§ **Given instruction**
Every line below should be repeated exactly.

§ **Material provided**
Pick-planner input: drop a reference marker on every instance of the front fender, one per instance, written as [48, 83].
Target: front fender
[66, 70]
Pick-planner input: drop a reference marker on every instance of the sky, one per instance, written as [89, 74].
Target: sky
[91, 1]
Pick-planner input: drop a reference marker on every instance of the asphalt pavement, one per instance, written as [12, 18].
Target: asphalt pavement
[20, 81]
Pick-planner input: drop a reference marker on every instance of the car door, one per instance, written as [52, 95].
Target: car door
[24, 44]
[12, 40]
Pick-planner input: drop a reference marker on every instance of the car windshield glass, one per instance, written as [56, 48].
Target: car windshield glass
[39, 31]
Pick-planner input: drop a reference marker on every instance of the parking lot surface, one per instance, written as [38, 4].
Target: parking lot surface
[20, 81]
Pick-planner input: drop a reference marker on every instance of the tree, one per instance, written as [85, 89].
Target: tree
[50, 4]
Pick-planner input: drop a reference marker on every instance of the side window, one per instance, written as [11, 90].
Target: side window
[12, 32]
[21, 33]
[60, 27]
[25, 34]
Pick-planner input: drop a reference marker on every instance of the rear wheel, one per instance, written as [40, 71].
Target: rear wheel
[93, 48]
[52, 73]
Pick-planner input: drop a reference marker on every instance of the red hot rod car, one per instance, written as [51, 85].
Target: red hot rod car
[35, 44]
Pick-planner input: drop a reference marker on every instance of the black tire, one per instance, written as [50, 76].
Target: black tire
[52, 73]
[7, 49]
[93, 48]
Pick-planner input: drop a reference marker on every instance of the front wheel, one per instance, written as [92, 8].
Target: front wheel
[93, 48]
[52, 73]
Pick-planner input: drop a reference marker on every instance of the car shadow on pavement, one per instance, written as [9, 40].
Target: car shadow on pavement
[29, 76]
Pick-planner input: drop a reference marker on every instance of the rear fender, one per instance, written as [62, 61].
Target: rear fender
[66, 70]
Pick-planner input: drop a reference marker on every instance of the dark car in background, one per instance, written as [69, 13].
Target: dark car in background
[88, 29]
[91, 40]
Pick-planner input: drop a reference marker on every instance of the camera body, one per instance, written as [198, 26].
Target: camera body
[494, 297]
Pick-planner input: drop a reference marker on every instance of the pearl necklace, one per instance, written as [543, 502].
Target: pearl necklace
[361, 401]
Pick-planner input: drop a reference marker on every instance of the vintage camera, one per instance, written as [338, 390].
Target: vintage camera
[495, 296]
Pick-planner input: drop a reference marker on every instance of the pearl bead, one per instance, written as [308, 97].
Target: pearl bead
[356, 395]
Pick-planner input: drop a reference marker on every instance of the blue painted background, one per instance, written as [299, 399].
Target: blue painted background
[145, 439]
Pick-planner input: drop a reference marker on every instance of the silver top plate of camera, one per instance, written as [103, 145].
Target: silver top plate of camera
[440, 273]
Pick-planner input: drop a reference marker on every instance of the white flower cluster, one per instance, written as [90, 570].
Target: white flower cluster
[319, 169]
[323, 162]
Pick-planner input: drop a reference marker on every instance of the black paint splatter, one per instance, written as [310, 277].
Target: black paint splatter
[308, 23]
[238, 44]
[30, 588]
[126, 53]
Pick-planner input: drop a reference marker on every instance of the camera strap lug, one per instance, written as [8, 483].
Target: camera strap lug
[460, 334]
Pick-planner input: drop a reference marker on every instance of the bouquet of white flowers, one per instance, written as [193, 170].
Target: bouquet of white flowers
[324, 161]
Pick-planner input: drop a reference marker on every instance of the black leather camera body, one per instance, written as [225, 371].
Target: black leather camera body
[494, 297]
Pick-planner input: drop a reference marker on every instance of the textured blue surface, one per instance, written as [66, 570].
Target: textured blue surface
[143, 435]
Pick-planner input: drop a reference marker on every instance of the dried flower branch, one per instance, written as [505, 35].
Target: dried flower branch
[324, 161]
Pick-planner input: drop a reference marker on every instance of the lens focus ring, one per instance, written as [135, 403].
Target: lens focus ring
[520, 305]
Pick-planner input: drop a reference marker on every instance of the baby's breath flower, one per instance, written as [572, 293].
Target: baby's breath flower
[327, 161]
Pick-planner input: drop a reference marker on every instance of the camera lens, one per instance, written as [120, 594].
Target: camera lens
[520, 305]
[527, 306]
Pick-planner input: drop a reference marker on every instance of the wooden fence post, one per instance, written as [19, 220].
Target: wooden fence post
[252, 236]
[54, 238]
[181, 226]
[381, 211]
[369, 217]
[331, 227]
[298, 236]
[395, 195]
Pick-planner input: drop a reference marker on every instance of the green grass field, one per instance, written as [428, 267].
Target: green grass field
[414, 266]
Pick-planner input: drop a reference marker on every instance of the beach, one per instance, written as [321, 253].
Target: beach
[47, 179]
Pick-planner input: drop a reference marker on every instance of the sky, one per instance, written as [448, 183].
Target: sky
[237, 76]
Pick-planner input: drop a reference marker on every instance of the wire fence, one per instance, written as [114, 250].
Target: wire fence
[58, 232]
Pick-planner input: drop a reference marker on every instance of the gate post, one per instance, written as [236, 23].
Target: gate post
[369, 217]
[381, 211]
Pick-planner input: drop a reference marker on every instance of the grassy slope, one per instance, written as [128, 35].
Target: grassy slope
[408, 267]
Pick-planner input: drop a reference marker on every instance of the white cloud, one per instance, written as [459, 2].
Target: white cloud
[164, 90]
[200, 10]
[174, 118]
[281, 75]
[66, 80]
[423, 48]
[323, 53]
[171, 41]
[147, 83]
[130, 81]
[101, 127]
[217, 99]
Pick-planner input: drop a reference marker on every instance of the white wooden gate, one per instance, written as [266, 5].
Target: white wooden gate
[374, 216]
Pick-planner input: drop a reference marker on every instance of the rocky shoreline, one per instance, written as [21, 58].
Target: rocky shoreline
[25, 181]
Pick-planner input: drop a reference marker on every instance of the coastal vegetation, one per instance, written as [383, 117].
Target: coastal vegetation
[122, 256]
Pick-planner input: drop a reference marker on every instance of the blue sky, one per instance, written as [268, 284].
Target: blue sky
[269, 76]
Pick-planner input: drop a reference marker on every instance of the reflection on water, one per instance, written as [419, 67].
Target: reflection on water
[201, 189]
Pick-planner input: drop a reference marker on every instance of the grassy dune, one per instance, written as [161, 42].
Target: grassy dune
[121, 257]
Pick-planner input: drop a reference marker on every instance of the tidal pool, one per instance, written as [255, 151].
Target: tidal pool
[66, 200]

§ **Reply to the exercise**
Pick-planner input: drop a reference marker on every instance of the front fender, one per instance, written as [48, 83].
Target: front fender
[66, 70]
Pick-planner input: drop a reference marker on every instance of the sky, one per instance, written as [89, 74].
Target: sky
[91, 1]
Pick-planner input: drop a reference marker on every instance of the asphalt pavement, one per instance, written as [12, 18].
Target: asphalt pavement
[20, 81]
Pick-planner input: drop a reference marker on every instance of the car door, one per instance, written as [52, 95].
Target: car door
[24, 44]
[12, 40]
Pick-planner input: drop a reference marker on every instance of the car windshield glass, one per instance, written as [56, 48].
Target: car windshield glass
[39, 31]
Pick-planner input: drop a reference marker on every instance of the parking lot surface, one per instance, written as [38, 4].
Target: parking lot surface
[20, 81]
Pick-planner input: drop a reference marker on every instance of the tree, one per instance, written as [85, 89].
Target: tree
[50, 4]
Pick-planner input: drop a reference marker on every instance of the side window, one per instance, written as [11, 90].
Target: side window
[12, 32]
[21, 33]
[60, 27]
[25, 34]
Pick-planner input: drop a reference marker on every instance of the rear wheel, one per instance, written as [40, 71].
Target: rear wheel
[93, 48]
[52, 73]
Pick-planner input: drop a reference marker on every instance of the red hot rod car, one per instance, written as [51, 85].
Target: red hot rod car
[35, 44]
Pick-planner input: drop a reference marker on every instance of the black tire, one per instance, written as [50, 76].
Target: black tire
[52, 73]
[7, 49]
[93, 48]
Pick-planner input: drop a reference marker on every instance of the front wheel, one per instance, written as [92, 8].
Target: front wheel
[93, 48]
[52, 73]
Pick-planner input: drop a reference marker on every instance of the car shadow on pavement, one per instance, written as [9, 40].
Target: car shadow on pavement
[29, 76]
Pick-planner input: drop a reference marker on every instance of the rear fender, one per instance, written as [62, 61].
Target: rear fender
[66, 70]
Pick-planner input: drop a reference marker on every instance of the dark car in background, one per instance, written as [69, 13].
Target: dark car in background
[88, 29]
[91, 40]
Pick-planner input: drop a reference marker on every instance of the camera body, one per instance, written as [198, 26].
Target: camera body
[494, 297]
Pick-planner input: drop a reference marker on every instance of the pearl necklace, one per instance, written as [543, 502].
Target: pearl necklace
[361, 401]
Pick-planner input: drop a reference marker on every instance of the vintage camera, one per instance, written as [338, 390].
Target: vintage camera
[495, 296]
Pick-planner input: drop a reference marker on every instance of the pearl bead, one per instance, written as [308, 97].
Target: pearl bead
[356, 395]
Pick-planner input: drop a reference marker on every instance of the blue painted background, one per instance, written as [299, 399].
Target: blue painted background
[145, 439]
Pick-planner input: drop a reference marker on every instance of the silver top plate of camera, one per instance, written as [103, 145].
Target: silver top plate of camera
[440, 273]
Pick-planner input: drop a reference marker on every instance of the white flower cluster, one per instance, written as [90, 570].
Target: white flower cluster
[319, 169]
[323, 162]
Pick-planner input: drop a reference marker on every instance of the black paint splatter, one per instance, written as [310, 277].
Target: black paint splatter
[308, 23]
[238, 44]
[30, 588]
[126, 53]
Pick-planner input: drop a reference marker on every instance of the camera strap lug, one per instance, written as [8, 483].
Target: camera strap lug
[460, 334]
Pick-planner input: drop a reference marker on every instance of the bouquet of white flowers, one per instance, written as [193, 170].
Target: bouquet of white flowers
[324, 161]
Pick-planner input: drop a reference marker on every instance of the black leather camera body, one per instance, written as [225, 371].
Target: black leather camera body
[494, 297]
Pick-planner input: drop a reference marker on every instance of the textured blue surface, one per instance, written as [66, 570].
Target: textured blue surface
[143, 435]
Pick-planner input: drop a reference marker on every instance of the dried flower branch, one per instance, written as [505, 35].
Target: dried flower branch
[324, 161]
Pick-planner input: drop a reference marker on every instance of the lens focus ring, one per instance, written as [135, 403].
Target: lens focus ring
[520, 305]
Pick-planner input: drop a reference marker on every instance of the baby's breath flower, one per instance, written as [572, 293].
Target: baby's breath flower
[327, 161]
Pick-planner input: drop a reference marker on every instance of the camera lens, one per instance, written as [120, 594].
Target: camera lens
[520, 305]
[527, 306]
Pick-planner input: drop a reference marker on every instance of the wooden fence post, one per instance, written as [19, 220].
Target: wooden fence post
[252, 236]
[54, 238]
[181, 226]
[381, 211]
[369, 217]
[331, 227]
[298, 236]
[395, 195]
Pick-planner input: drop a reference marker on every instance of the green grass field, one per instance, written as [428, 267].
Target: green grass field
[414, 266]
Pick-planner input: drop a reference marker on every instance of the beach, one per instance, written as [321, 253].
Target: beach
[47, 179]
Pick-planner input: drop a reference marker on every instance of the sky, one per instance, written as [448, 183].
Target: sky
[237, 76]
Pick-planner input: drop a reference marker on every instance of the wire fence, one per instance, written as [114, 250].
Target: wire fence
[58, 232]
Pick-planner input: drop a reference marker on every instance of the gate post, one per instance, written as [236, 23].
Target: gate post
[369, 217]
[381, 211]
Pick-planner input: drop a reference marker on every instance of the grassy slope, one per instance, written as [128, 35].
Target: grassy slope
[408, 267]
Pick-planner input: drop a reference marker on every instance of the white cloud, one per instance, written as [459, 2].
Target: white cloud
[164, 90]
[200, 10]
[174, 118]
[281, 75]
[66, 80]
[423, 48]
[323, 53]
[171, 41]
[147, 83]
[130, 81]
[101, 127]
[217, 99]
Pick-planner input: drop a reference marker on every instance of the white wooden gate, one per instance, written as [266, 5].
Target: white wooden gate
[374, 216]
Pick-planner input: drop a reference marker on every instance of the rocky shoreline, one per instance, written as [21, 58].
Target: rocky shoreline
[25, 181]
Pick-planner input: drop a reference marker on every instance of the coastal vegetation, one per instance, written as [383, 117].
Target: coastal vegetation
[122, 256]
Pick-planner input: drop a reference marker on every instance of the blue sky, one per instance, written as [268, 284].
Target: blue sky
[269, 76]
Pick-planner input: drop a reference marker on every instance of the reflection on water, one per instance, written as [419, 67].
Target: reflection on water
[201, 189]
Pick-planner input: drop a reference marker on every instance of the grassy dune, one per instance, written as [161, 42].
Target: grassy dune
[121, 257]
Pick-planner input: drop a reference marker on every instance of the tidal pool, one per instance, written as [255, 151].
Target: tidal pool
[66, 200]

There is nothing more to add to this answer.